(Point localization data)
---+---

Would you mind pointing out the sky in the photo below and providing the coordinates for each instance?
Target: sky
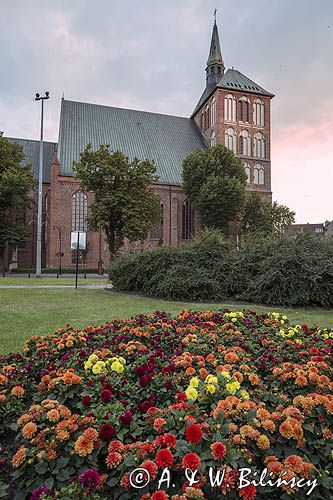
(151, 54)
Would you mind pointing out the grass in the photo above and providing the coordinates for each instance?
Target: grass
(27, 312)
(46, 280)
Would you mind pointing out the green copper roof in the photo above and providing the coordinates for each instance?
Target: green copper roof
(31, 152)
(165, 139)
(232, 80)
(215, 56)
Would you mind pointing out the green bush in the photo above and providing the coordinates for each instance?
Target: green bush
(289, 270)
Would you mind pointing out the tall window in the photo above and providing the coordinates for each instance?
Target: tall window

---+---

_EXERCISE AIM:_ Wherever a line of the records above contains the string "tall", copy that line out.

_EXERCISE SOLUTION:_
Would you mind pointing out the tall window in the photo above and providing the coordinates for each instance?
Target: tall window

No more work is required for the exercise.